▶ **Exercise tasks**
1 – In the passage on listing permutations, which three algorithms does the applet offer for generating all the permutations?
2 – Please carry on the passage about counting and listing permutations, picking up right after its final sentence.

Counting And Listing All Permutations
The applet below displays all the permutations of the set Nn = {1,...,n},
where n changes from 0 to 7. N0 is of course empty. There is no special reason for
selecting 7 as the upper size of the allowed sets - the algorithms described below are quite general.
The problem is that of speed. I did not have enough patience to wait for the 7! = 5040 permutations
of N7 to get listed on my 100 MHz machine. (In the development environment, N8 is
permuted faster then N7 in a browser. P.S. This has been written in 1997!) Thus beware.
In the applet, every permutation is also presented as a product of cycles.
For n = 3, we have a list of 6 elements of the symmetric group S3. Observing permutations as products of cycles it becomes obvious that elements of S3 represent rigid motions of an equilateral triangle. Indeed, envisage such a triangle and mark its vertices with numbers 1,2,3. Then (1 2 3) denotes the rotation of the vertices wherewith 1 goes to 2, 2 to 3, and 3 to 1. (1 3 2) is a rotation in the opposite direction. (1 2)(3) is the symmetry around the median from vertex 3, and so on.
The applet offers three algorithms that generate the list of all the permutations: Recursive, Lexicographic and an algorithm due to B. Heap. I'll describe each in turn. In all the algorithms, N denotes the number of items to be permuted.

▶ **Data provided**

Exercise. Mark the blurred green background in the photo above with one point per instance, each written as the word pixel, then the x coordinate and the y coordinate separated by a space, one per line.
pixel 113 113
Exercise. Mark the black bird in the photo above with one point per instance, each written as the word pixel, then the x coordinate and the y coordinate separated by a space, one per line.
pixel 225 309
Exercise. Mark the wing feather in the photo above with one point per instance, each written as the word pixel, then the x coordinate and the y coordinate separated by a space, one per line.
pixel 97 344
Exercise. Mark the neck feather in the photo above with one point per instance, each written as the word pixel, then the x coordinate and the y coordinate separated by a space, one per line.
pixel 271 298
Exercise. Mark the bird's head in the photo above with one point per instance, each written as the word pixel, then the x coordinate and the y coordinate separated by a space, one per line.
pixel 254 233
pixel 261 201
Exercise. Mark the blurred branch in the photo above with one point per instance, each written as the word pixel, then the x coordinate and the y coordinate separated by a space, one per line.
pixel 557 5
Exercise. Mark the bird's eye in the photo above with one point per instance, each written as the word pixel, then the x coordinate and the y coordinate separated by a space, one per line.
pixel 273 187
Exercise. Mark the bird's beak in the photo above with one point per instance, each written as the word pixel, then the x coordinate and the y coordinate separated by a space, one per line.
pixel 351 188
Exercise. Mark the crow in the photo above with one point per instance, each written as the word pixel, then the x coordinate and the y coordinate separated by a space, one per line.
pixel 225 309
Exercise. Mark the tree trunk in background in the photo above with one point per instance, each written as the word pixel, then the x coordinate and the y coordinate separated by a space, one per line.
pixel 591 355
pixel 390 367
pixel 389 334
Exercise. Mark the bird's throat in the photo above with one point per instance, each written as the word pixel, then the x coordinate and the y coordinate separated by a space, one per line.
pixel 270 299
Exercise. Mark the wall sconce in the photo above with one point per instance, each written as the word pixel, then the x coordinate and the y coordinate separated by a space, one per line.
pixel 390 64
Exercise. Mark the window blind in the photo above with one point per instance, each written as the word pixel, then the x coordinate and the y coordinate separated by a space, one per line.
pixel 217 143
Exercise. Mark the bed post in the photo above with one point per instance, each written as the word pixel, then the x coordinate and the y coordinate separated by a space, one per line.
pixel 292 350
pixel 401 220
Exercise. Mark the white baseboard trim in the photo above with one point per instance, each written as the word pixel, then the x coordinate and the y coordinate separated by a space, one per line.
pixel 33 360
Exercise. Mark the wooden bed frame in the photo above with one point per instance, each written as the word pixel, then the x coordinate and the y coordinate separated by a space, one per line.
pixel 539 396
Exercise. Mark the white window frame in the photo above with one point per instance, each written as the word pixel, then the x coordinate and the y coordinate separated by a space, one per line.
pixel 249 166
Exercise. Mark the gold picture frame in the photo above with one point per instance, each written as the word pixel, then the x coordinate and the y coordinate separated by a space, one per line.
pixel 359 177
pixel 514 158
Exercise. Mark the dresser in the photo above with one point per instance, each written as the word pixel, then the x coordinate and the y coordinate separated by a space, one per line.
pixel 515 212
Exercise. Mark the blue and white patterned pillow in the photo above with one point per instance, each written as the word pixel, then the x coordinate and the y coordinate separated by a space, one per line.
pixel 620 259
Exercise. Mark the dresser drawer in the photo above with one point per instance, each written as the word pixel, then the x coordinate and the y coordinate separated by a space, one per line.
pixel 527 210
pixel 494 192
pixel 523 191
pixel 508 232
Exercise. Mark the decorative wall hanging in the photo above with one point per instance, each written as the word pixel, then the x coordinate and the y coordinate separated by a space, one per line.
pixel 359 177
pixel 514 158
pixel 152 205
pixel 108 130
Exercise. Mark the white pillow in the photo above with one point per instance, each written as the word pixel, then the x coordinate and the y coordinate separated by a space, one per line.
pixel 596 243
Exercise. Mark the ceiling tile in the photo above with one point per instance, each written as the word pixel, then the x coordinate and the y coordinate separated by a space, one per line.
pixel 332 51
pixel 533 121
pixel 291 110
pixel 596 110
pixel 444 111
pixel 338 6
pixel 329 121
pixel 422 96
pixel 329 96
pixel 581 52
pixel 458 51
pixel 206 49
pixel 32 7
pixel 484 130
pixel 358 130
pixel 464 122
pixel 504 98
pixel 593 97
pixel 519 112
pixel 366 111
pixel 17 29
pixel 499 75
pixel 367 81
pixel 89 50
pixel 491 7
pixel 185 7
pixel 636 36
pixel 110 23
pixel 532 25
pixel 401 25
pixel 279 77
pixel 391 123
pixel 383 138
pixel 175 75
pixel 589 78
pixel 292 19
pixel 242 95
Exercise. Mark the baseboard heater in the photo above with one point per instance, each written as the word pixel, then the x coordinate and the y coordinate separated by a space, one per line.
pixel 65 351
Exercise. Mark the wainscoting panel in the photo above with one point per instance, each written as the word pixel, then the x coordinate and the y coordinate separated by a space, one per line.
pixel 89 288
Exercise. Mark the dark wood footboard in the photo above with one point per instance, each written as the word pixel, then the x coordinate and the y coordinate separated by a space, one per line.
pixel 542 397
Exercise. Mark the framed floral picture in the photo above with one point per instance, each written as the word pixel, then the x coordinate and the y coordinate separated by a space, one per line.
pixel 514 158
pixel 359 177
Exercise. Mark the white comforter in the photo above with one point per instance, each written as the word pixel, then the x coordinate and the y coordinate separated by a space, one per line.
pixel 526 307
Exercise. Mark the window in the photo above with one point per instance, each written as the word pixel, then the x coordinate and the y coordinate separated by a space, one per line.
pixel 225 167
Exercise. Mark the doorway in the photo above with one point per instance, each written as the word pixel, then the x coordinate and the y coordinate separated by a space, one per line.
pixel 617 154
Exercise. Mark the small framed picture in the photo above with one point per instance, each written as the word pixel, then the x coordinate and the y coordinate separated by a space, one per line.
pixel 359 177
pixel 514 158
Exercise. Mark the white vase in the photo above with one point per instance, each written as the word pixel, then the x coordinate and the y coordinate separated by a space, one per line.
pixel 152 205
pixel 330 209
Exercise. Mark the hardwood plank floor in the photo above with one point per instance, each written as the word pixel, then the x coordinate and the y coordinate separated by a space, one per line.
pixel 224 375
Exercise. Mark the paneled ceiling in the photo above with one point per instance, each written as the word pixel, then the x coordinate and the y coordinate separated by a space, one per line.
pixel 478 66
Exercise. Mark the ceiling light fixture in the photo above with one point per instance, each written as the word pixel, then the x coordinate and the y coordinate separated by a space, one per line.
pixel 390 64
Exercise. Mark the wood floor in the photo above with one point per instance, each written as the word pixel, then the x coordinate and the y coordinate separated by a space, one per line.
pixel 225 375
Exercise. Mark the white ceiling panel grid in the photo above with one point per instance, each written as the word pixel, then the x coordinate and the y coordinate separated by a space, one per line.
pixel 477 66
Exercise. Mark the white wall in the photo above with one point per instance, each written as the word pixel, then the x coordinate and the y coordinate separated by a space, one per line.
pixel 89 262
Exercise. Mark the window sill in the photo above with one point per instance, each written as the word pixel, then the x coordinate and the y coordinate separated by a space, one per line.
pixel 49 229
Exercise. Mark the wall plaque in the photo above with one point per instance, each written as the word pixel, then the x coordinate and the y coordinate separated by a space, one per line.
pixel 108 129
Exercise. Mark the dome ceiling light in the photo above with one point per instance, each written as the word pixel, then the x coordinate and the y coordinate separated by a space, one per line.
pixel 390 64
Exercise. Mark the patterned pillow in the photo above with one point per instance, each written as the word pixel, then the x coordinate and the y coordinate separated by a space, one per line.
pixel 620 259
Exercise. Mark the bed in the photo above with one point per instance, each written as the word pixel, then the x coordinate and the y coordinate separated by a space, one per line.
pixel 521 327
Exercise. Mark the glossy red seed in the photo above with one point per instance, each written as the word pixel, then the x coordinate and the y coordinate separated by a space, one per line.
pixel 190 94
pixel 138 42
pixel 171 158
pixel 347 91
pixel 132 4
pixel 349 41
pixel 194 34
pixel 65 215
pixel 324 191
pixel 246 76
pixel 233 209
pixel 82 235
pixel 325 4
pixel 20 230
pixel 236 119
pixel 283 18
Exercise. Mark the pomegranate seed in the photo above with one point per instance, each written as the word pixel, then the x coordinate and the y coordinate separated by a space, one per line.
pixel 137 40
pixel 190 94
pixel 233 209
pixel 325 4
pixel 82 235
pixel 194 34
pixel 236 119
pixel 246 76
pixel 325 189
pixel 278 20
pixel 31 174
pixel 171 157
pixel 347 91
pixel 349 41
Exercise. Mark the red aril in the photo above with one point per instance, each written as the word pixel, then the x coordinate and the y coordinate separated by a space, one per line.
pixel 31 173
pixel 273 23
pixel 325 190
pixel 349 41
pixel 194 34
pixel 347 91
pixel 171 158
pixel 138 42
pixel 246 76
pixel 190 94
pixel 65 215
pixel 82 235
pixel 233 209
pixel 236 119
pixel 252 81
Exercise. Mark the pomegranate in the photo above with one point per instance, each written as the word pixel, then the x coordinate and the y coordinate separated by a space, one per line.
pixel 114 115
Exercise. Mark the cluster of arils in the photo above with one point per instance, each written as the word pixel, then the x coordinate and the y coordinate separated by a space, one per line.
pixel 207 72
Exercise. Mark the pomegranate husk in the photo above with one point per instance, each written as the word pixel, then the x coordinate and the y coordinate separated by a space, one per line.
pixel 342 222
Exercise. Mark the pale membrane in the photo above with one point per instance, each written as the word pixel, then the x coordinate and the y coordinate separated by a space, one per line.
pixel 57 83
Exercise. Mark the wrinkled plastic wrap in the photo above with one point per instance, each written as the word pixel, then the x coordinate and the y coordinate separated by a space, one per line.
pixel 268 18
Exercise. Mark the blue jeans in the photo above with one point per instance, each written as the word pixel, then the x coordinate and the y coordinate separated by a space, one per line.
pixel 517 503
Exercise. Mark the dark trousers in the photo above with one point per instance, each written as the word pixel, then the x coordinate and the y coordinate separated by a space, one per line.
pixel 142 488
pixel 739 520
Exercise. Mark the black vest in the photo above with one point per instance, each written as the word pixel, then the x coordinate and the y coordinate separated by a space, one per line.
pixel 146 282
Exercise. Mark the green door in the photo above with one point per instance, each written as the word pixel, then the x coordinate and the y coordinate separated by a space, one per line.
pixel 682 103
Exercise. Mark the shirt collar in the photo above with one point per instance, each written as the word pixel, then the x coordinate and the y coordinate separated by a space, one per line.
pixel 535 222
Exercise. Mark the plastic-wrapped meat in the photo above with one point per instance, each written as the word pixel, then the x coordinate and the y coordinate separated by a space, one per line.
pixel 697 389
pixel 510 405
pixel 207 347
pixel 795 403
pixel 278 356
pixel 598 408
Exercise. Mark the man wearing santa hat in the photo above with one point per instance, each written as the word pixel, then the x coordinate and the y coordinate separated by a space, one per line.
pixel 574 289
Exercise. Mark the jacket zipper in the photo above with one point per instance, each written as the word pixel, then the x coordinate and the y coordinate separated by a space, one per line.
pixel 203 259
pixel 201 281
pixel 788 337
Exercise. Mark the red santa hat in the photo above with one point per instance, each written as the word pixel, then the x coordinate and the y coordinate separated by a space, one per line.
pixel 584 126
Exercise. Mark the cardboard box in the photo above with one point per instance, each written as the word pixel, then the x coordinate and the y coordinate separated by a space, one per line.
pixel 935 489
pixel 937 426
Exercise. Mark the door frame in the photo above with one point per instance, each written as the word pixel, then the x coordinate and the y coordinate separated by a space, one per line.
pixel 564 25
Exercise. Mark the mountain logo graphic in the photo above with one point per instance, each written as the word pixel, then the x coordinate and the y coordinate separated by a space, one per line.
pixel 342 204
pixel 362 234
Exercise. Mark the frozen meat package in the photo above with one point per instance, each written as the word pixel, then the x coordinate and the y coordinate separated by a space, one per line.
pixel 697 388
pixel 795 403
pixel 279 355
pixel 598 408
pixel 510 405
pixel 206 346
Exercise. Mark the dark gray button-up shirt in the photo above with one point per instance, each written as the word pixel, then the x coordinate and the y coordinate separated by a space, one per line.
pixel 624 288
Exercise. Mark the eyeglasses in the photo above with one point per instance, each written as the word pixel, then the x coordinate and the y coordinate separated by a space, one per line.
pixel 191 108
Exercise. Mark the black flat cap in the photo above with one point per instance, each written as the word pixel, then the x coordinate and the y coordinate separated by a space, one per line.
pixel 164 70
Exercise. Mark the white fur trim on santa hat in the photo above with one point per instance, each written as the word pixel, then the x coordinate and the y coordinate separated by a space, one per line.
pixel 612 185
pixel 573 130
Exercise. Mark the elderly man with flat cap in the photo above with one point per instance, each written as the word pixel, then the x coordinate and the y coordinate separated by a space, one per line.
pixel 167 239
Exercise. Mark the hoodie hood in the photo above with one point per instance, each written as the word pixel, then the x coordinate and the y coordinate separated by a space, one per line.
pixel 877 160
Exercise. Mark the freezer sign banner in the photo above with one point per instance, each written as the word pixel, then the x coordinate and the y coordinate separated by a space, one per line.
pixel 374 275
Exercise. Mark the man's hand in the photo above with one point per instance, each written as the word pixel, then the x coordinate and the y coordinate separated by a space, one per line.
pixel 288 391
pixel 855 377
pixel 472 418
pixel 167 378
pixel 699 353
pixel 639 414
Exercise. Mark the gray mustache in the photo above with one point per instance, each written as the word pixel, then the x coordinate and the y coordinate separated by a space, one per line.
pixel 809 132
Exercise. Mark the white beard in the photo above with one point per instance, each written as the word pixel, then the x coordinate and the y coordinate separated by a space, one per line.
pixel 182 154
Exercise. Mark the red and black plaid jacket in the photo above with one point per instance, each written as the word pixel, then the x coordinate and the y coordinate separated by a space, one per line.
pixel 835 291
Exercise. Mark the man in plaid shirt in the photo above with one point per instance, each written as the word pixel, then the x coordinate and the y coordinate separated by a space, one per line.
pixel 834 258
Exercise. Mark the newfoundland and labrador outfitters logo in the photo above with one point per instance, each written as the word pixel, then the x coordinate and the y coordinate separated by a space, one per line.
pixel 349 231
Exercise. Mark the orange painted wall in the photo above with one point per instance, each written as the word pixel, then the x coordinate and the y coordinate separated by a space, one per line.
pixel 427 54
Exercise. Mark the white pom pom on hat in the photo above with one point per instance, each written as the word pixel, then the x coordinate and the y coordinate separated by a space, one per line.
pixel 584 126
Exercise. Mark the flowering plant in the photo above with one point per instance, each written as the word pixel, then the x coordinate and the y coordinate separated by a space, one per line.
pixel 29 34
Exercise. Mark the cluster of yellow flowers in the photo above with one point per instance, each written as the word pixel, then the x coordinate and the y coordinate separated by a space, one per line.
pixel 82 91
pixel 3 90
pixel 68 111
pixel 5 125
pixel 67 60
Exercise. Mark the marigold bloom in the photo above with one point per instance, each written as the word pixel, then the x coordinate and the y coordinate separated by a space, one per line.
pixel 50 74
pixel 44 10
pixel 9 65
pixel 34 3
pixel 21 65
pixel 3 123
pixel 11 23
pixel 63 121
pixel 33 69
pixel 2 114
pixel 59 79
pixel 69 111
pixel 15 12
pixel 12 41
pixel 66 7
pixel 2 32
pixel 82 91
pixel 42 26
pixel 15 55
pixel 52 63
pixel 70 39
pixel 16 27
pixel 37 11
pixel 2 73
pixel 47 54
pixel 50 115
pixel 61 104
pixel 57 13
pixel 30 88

▶ **Written answers**
1 – Recursive, Lexicographic, and an algorithm due to B. Heap.

2 –
Recursive algorithm
The recursive algorithm is short and mysterious. It's executed with a call visit(0). Global variable level
is initialized to -1 whereas every entry of the array Value is initialized to 0.
void visit(int k)
{
level = level+1; Value[k] = level; // = is assignment
if (level == N) // == is comparison
AddItem(); // to the list box
else
for (int i = 0; i < N; i++)
if (Value[i] == 0)
visit(i);
level = level-1; Value[k] = 0;
}
void AddItem()
{
// Form a string from Value[0], Value[1], ... Value[N-1].
// At this point, this array contains one complete permutation.
// The string is added to the list box for display.
// The function, as such, is inessential to the algorithms.
}
Try this algorithm by hand to make sure you undestand how it works.
Lexicographic order and finding the next permutation
Permutation f precedes a permutation g in the lexicographic
(alphabetic) order iff for the minimum value of k such that
f(k) g(k), we have f(k) < g(k). Starting with
the identical permutation f(i) = i for all i, the second algorithm generates sequentially
permutaions in the lexicographic order. The algorithm is described in [Dijkstra, p. 71].
void getNext()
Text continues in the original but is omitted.